• Instructions for the task: Write what comes next in the news story on teenage breakfast habits and metabolic syndrome in middle age, starting after its last sentence.

• Passage shown:
= = = = =
Teenagers who didn't eat a good breakfast were more likely to be obese and have elevated blood sugar in middle age, a new study shows.
Researchers at Umea University in Sweden found that teens who reported eating no breakfast or only sweets were two-thirds more likely to develop a cluster of risk factors linked to heart disease and diabetes when they were in their 40s than their peers who ate more substantial morning meals.
"It may be that eating breakfast aids in keeping to a healthier diet the rest of the day," the study's lead author, Maria Wennberg, told Reuters Health in an email.
Kids who miss breakfast experience hunger surges and tend to overeat later in the day, Dr. David Ludwig, a pediatrics and nutrition researcher at the Harvard School of Public Health in Boston, said. He was not involved in the current study.
Wennberg and her colleagues reviewed data from 889 people in Lulea, Sweden. In 1981, when they were 16 years old, the participants completed questionnaires about what they ate for breakfast on a single day.
Researchers then examined them in 2008, when they were 43 years old, for metabolic syndrome, a collection of risk factors that can lead to heart disease, diabetes and stroke.
They found that 27 per cent had developed signs of the syndrome, according to the study published in Public Health Nutrition.
Moreover, those who reported missing breakfast or eating a poor-quality one as a teenager were 68 per cent more likely to have metabolic syndrome in middle age.
When the researchers analysed separate components of the syndrome, they found that obesity and high blood-sugar levels at age 43 were linked with poor breakfast habits at age 16.
About 35 per cent of US adults have metabolic syndrome, according to the American Heart Association. In addition to a large waistline and high blood sugar, components of the syndrome include high blood pressure and low "good" cholesterol.
Past studies found links between higher quality diets and healthier lifestyles, the authors write. Poor breakfast habits may therefore be part of an unhealthy lifestyle.
The authors noted the study's limitations, including that the 1981 questionnaire asked teens only about a single day's breakfast. They also did not know the participants' adult breakfast habits.
= = = = =
• Raw data:

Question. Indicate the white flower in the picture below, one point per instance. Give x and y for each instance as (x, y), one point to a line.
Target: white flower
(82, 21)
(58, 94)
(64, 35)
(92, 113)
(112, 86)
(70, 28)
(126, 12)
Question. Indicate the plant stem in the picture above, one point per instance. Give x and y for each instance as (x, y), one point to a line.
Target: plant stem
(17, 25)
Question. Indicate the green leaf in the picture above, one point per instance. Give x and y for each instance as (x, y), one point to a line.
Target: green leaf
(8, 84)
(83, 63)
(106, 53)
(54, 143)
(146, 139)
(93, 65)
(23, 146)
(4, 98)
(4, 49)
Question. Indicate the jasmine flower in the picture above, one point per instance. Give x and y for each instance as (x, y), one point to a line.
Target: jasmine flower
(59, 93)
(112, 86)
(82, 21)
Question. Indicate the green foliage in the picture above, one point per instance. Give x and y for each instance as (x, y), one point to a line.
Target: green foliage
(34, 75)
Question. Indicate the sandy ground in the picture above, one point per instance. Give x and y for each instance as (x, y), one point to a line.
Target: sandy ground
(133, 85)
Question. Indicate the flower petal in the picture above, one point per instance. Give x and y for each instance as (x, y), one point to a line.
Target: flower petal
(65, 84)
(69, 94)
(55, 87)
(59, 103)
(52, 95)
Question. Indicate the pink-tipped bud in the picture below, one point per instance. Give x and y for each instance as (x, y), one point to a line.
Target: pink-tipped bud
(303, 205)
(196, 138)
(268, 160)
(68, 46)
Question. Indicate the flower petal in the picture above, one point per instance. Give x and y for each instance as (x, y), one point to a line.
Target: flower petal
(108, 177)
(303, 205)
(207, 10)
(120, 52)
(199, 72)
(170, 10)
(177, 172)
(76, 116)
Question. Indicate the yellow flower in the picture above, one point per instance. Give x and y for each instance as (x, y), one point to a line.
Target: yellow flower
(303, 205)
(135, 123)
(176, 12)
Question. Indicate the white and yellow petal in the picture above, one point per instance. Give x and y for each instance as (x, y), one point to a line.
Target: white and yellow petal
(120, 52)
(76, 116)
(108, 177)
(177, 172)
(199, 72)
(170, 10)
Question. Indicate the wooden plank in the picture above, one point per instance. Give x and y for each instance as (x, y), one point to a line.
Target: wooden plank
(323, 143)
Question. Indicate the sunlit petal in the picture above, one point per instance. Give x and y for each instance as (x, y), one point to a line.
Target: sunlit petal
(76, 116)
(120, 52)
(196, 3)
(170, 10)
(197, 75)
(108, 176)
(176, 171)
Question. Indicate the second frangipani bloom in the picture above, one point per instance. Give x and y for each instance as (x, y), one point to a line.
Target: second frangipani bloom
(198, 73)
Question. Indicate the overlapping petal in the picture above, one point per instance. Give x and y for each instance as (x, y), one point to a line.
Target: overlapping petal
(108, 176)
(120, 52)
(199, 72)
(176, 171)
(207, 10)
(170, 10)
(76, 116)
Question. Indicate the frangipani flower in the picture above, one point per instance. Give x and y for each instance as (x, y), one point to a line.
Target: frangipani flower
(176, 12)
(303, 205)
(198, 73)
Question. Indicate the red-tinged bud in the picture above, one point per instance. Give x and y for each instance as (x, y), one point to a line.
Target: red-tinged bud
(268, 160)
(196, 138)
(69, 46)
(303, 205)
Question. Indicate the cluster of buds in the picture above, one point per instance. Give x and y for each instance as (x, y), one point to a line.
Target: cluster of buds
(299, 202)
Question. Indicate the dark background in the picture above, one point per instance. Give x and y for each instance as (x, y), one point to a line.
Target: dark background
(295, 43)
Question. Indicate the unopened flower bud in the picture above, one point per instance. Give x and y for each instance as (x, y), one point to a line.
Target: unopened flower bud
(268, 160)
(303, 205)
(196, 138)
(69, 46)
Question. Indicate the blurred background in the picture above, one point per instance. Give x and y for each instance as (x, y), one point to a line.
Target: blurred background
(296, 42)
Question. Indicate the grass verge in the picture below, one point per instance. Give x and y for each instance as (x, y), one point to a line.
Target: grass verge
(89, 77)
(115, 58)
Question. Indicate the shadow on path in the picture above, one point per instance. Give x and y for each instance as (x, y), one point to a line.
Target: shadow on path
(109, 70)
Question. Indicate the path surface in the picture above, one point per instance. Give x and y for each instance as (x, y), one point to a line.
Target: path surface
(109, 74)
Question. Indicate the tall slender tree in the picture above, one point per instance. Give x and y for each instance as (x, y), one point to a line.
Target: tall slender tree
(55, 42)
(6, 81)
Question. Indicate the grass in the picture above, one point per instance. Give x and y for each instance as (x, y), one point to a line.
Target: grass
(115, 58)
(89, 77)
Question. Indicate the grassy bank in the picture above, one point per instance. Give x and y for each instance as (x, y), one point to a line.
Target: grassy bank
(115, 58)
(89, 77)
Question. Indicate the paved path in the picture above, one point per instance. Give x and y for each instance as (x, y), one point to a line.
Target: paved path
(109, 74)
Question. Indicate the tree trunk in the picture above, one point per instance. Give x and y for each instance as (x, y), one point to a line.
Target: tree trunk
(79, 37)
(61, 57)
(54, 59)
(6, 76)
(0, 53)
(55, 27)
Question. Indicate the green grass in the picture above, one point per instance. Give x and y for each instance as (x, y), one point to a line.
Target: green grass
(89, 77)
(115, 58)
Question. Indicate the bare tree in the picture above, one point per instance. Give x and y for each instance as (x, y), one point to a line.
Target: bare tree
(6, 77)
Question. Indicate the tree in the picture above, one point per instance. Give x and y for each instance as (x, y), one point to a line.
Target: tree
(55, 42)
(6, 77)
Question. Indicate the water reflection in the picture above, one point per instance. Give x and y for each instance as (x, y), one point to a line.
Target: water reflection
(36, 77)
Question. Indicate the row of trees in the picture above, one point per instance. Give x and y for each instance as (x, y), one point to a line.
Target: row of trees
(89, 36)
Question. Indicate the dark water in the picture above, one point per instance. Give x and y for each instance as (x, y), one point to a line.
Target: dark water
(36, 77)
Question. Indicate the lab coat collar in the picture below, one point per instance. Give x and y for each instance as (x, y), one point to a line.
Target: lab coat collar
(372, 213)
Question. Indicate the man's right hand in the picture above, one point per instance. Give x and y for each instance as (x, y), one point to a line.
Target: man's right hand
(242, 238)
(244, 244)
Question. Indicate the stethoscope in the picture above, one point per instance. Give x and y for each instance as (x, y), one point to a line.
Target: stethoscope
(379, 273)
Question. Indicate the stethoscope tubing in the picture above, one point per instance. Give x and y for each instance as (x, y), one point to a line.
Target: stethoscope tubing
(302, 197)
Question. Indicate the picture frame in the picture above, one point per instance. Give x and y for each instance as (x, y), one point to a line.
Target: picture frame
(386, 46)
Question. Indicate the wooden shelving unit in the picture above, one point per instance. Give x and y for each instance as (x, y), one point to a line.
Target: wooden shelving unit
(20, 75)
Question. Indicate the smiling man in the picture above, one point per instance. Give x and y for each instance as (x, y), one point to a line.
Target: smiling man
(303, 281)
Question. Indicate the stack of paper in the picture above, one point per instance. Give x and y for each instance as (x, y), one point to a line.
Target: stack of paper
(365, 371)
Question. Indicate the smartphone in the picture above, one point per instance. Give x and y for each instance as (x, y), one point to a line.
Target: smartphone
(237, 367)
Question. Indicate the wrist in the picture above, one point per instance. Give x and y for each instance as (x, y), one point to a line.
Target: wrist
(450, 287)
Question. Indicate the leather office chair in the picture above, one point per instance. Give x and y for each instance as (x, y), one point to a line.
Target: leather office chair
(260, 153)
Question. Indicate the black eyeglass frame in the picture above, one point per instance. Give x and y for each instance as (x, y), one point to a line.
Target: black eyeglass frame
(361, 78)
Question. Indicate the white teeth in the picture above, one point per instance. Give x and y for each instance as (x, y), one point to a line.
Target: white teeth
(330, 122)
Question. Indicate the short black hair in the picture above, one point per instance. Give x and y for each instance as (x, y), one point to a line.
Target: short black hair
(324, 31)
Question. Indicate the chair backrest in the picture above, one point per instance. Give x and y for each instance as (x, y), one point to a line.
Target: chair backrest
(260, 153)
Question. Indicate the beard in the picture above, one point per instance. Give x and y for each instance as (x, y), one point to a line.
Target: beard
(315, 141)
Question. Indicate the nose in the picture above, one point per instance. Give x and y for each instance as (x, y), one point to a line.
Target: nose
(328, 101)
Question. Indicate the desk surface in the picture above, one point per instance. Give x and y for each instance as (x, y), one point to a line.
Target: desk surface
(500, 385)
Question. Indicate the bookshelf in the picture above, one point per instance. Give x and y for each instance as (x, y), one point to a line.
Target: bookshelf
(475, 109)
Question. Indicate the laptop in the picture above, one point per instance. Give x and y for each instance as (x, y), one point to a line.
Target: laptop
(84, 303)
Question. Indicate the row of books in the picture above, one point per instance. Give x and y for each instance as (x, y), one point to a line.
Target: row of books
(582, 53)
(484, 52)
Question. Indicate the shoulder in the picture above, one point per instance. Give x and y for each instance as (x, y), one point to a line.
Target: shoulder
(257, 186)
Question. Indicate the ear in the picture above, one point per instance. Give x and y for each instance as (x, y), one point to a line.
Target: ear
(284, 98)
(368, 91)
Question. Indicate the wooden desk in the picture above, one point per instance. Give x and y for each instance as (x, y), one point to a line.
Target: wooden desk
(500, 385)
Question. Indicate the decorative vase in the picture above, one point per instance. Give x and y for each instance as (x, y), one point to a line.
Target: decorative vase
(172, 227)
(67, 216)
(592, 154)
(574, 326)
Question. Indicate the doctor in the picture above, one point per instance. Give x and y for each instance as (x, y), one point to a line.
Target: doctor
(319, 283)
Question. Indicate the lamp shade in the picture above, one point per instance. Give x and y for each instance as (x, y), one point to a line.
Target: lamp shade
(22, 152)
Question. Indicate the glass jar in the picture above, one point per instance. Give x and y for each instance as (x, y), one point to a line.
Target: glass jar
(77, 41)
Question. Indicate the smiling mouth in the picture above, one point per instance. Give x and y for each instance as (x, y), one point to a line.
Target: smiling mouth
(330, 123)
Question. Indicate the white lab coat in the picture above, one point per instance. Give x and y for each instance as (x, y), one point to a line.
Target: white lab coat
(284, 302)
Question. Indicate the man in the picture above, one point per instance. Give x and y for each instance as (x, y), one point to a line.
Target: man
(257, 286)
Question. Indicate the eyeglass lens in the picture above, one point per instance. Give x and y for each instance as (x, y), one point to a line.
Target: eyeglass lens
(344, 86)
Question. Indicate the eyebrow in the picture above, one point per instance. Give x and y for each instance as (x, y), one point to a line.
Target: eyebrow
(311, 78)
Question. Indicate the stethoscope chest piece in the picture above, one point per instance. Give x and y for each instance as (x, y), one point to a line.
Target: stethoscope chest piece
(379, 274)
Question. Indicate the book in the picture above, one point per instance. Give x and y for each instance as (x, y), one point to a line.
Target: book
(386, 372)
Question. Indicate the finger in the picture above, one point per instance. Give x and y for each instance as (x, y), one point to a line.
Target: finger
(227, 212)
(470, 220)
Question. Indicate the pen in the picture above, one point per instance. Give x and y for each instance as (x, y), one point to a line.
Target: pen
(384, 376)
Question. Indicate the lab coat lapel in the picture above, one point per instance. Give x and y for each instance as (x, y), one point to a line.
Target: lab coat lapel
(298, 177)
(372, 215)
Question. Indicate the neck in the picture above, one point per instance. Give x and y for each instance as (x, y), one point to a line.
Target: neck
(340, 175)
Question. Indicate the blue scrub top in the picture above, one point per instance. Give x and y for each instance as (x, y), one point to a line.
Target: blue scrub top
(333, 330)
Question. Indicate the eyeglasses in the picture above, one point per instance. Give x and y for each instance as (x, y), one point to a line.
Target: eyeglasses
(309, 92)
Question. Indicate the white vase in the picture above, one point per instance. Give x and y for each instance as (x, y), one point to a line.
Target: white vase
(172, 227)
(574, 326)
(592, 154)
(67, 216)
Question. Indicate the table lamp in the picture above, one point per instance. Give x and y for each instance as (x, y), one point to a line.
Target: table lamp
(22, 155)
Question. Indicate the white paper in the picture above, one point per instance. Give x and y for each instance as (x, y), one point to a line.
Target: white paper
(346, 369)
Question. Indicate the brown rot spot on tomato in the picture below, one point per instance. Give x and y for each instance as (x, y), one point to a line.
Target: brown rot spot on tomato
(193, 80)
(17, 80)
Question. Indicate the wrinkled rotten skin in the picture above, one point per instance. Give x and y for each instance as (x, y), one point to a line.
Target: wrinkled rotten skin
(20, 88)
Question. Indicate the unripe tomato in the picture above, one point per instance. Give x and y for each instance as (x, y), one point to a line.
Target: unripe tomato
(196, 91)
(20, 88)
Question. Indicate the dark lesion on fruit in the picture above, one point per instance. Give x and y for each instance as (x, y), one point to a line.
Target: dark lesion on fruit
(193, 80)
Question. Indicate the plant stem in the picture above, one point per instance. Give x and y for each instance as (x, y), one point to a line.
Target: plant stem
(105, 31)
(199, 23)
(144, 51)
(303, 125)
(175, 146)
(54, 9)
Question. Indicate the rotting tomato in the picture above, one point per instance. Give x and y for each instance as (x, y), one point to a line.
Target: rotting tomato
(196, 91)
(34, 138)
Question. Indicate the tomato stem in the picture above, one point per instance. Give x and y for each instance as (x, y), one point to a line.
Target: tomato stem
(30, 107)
= = = = =
• Task output:
Wennberg called for more research on the link between adolescent breakfast habits and middle-age disease as well as for studies evaluating the benefits of school-breakfast programs "both because of effects on metabolic health and because of effects on academic performance."
"This may especially be of value in areas with socioeconomic disadvantage," she said.
Ludwig agreed, citing the benefits of a healthy breakfast on physical health as well as on thinking skills and academic performance. But he questioned the quality of the government-subsidized or free breakfasts that millions of American children currently receive at school.
"The rule is these breakfasts are cheap, low quality and of potentially marginal benefit," he told Reuters Health. "This is a tremendous missed opportunity."
An ideal breakfast would include protein, healthy fat and a source of carbohydrates like fruit or vegetables or minimally processed grain, he said.
The amount of money available for the federally-funded US School Breakfast Program "is woefully inadequate," and "the nutritional standards are archaic," Ludwig said.
"In some cases, the schools have virtually outsourced the kitchen to the fast-food industry," he said.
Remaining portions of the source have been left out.